I enjoyed this mainstream crime thriller. Not my typical fair, but a good read from an indie author you probably do not want to miss. The author did a great job with characterization, he had a good plot, and the pacing was adequate (though the story would improve with a bit of cutting).
Told from several view points, Relative Sanity follows the unraveling of Nick Grimmer’s life, and consequently his friend and partner’s, after the death of a reclusive pedophile. Seemingly unrelated, Mr. Grimmer’s wife, Cass, goes into a mental breakdown, wreaking havoc on their lives. After an accident that puts Grimmer in the hospital, the story shifts to his partner’s attempt to figure out what is going on before he loses his sense of reality as well.
Though I thought this debut effort from Mr. Reaves was well done, I couldn’t help but think it could have been better. The author spends way too much time “getting to the point”. He savors the moment with a good scotch or cigar, which is fine once or twice, but got a bit old and seemed to weigh the story down. I would have liked less of the ‘savor the moment’ sort of passages, and more of the background on what would drive a woman to give up her only child. That part just didn’t jive with me, and since we learn it second-hand from her friend, it didn’t ring true either.
I also felt that the characters’ faith in a god was put on like an added window dressing. Each of the characters evoked god’s name in prayer or in their thoughts, but whether that god helped or guided any of them remained a mystery (as in life?) nor did their belief in that god drive the plot in any way that I could see (other than one instance near the end that ringed more of WTF? than guided-by-the-hand-of-god sort of thing). I’m not sure if the author had a message to include in this book about a god or lack of one, but the characters did seem to all believe in one, though instances of their god helping them weren’t highlighted in the story. Or, if they were, I missed it.
Other than that ambiguity, which may have been deliberate, and the slow pacing, I found Relative Sanity to be a very promising effort and I look forward to reading more from this author.

• Tasks to perform:
a) Reproduce the portion of the book review that opens with the words containing "Other than that" and closes with "from this author.".
b) According to the book review, what is the name of Nick Grimmer's wife?
The listing comes from a different source than the book review.

• Data excerpts:
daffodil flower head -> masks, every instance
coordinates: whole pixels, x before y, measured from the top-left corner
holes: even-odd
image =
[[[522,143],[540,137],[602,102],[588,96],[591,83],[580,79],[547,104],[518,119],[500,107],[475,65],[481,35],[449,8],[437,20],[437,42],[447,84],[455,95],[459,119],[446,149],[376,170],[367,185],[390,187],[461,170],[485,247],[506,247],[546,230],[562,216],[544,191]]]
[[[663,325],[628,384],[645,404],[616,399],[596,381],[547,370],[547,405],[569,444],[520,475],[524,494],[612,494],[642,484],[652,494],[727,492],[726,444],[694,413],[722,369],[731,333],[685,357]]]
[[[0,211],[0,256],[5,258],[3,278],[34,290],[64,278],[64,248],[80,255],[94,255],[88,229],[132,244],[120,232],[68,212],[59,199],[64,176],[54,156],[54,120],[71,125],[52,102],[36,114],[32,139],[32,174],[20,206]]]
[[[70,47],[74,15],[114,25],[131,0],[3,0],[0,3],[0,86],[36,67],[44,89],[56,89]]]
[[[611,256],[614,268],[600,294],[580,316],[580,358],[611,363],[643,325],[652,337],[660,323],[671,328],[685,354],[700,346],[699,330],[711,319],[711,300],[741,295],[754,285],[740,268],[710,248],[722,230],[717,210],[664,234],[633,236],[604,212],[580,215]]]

• Answers by item number:
a)
Other than that ambiguity, which may have been deliberate, and the slow pacing, I found Relative Sanity to be a very promising effort and I look forward to reading more from this author.

b) Cass